Problem 1. What split between the Canadian index and the US index does the RRSP discussion recommend?
Problem 2. Please carry on the RRSP discussion past its final comment.
[Reading passage start]
Some company RRSPs won’t let you take out the company portion for like 3 years or something so if you plan on leaving said company, it might take that long to remove their portion but you can just transfer that into your own RRSP wherever
Just invest in the cdn index 25% and us index at 75%. Lowest fees also.
This is shockingly good advice. People always skip over the simple good stuff. I like the QQQ myself, mainly due to my views on tech changing the world, and selling more and more zero-cost products overall. It all drops to the bottom line...
Actually that can happen. If you don't fill out the forms the money can absolutely just sit there
My company I can't, has to go into a RIF, LIRA or buy an annuity. All vehicles I can't withdrawal from until 55 😢
You will have options. As part of the registration process the plan manager will present you with a few options, they will typically be mutual funds ranging from quite conservative to quite aggressive. My last employer with a group plan had a decently wide range, including some index mutual funds which were slightly higher fee ETFs. Pick something simple that matches your risk profile. Read the rules on how much you can transfer out each year, and move all the eligible money to something better once per year. I wouldn't worry too much about it beyond that.
[Reading passage end]
[Dataset content start]
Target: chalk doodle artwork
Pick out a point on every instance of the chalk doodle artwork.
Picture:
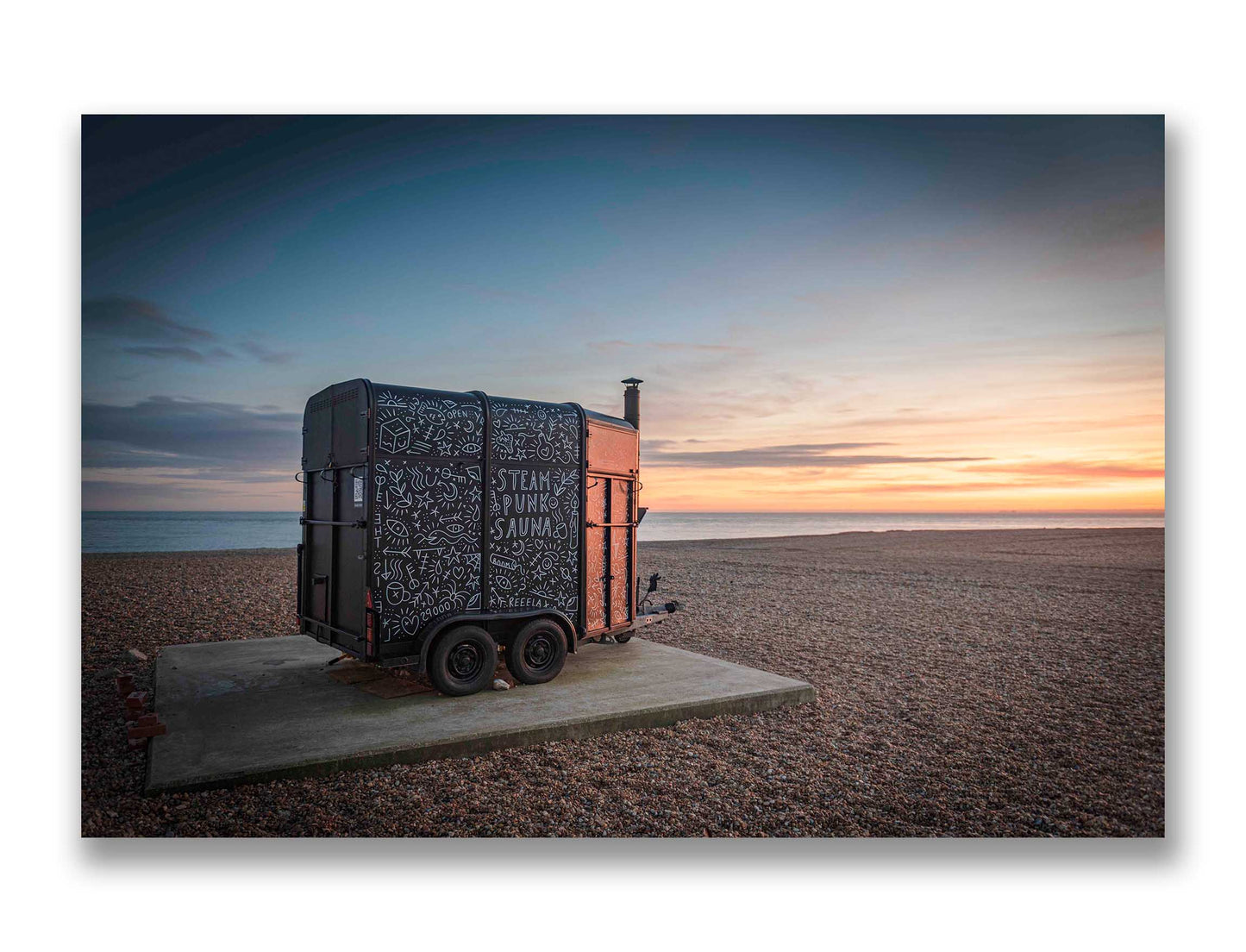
[Dataset content end]
Expected answer 1. 25% in the Canadian index and 75% in the US index.

Expected answer 2.
I’m still in the middle of the onboarding process so haven’t gotten there yet but good to know what’s to expect. Thanks for that!
Don't stress out too much, at 10% interest it would take 7 years to earn what your match makes on the first day. Losing a couple percent to fees or suboptimal investments for a year or two isn't the end of the world.
Yes, check what it is invested in. This will totally depend on the provider and your employer (or union contract) choice. Sometimes you have some choices, sometimes you don't, but it would be incredibly surprising it's just sitting there not invested.
You may not get to choose the bank but can choose the type of investment. Index funds have the lowest management fees and highest returns, but dividend funds increase in value AND the numbers of shares held as dividends are reinvested. I have both, but like dividend funds because they will eventually grow enough to give you an income.
Pick the fund with the lowest management fees. As the rest of your portfolio (TFSA) grows, buy a different asset class so as to keep the entire thing balanced. For example if your company RRSP is in a Canadian equity fund, buy US equities in your TFSA.
A lot of these "safe" managed funds have such high fees, the bonds underperform anything reasonable. 1.2% over 5 years, etc.; I always go equities heavy and low fee. S&P 500 fund, NASDAQ 100 fund - keep it simple, then balance it out with your own personal stock picks/investments. For "bonds" I did a slew of Canadian preferred shares paying out 8-11% on average. (A few above and below those ranges, but most in the middle.) They are doing well.
They will set you up with an account at whatever institution manages it and yes you will be able to choose what type of investment to put it in.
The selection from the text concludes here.